== SELECTED PASSAGE

TRACERS
The NASA-funded Tandem Reconnection and Cusp Electrodynamics Reconnaissance Satellites (TRACERS) will study the mysterious, powerful interactions between the magnetic fields of the sun and Earth. TRACERS, consisting of two identical satellites that will orbit Earth in tandem (one following the other), will help answer long-standing questions key to understanding space weather, particularly how the Sun transfers energy, mass, and momentum to near-Earth space. The mission, led by UI Associate Professor David Miles, received $115 million, making it the single largest externally funded research project in institutional history.
Voyager
The Voyager 1 and 2 spacecraft are exploring where nothing from Earth has flown before – interstellar space. The two spacecraft, launched in 1977 each carrying a University of Iowa designed and built Plasma Wave Instrument, began their journeys by exploring the outer planets of our solar system before entering interstellar space. Data from the Iowa instruments have enabled researchers to make discoveries, including the first observations of plasma waves and low-frequency radio emissions in the magnetospheres of Jupiter, Saturn, Uranus, and Neptune; confirming the presence of lightning in the atmospheres of Jupiter and Neptune; the first measurements of the electron density in the interstellar medium, and the first detection in interstellar space of shocks related to solar activity. Dr. Bill Kurth and Prof. Allison Jaynes are both co-Investigators on the mission. Both spacecraft continue to send scientific information about their surroundings through the Deep Space Network.

====

**TASK TO CARRY OUT**
Write what follows in the passage on University of Iowa space missions, starting after its final sentence.

== GIVEN INFORMATION

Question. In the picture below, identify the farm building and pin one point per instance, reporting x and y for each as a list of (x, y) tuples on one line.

====
== GIVEN INFORMATION

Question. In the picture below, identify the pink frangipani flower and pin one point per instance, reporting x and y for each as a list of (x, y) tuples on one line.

====

**ANSWER TO THE EXERCISE**
MAVEN
The Mars Atmosphere and Volatile EvolutioN (MAVEN) mission, which launched from Cape Canaveral Air Force Station on November 18, 2013, is the first mission devoted to understanding the Martian upper atmosphere. The goal of MAVEN is to determine the role that loss of atmospheric gas to space played in changing the Martian climate through time. Where did the atmosphere—and the water—go? MAVEN will determine how much of the Martian atmosphere has been lost over time by measuring the current rate of escape to space and gathering enough information about the relevant processes to allow extrapolation backward in time. Prof. Jasper Halekas is the instrument lead for the Solar Wind Ion Analyzer (SWIA) on MAVEN, which measures the solar wind and magnetosheath ion density and velocity.
Van Allen Probes
The Van Allen Probes (2012-2019), the second mission of NASA's Living With a Star program, explored fundamental processes that operate throughout the solar system, in particular those that generate hazardous space weather effects near the Earth and phenomena that could affect solar system exploration. A University of Iowa team led by the late Prof. Craig Kletzing developed the EMFISIS instrument suite and Waves instrument suites Van Allen Probes mission. Prof. Allison Jaynes was a Co-Investigator on the Relativistic Electron Proton Telescope (REPT) instrument, part of the Energetic Particle, Composition, and Thermal Plasma (ECT) Suite.
Juno
The Juno mission is conducting an in-depth study of the giant planet Jupiter. Juno is the first mission to use a polar orbit to study Jupiter, allowing it to carry out the first exploration of the polar magnetosphere which hosts the solar system's brightest auroras. The solar-powered spacecraft launched on August 5, 2011, and entered into Jupiter orbit on July 4, 2016, where it is investigating the existence of an ice-rock core, determining the amount of global water and ammonia present in the atmosphere, studying convection and deep wind profiles in the atmosphere, investigating the origin of the Jovian magnetic field, and exploring the polar magnetosphere.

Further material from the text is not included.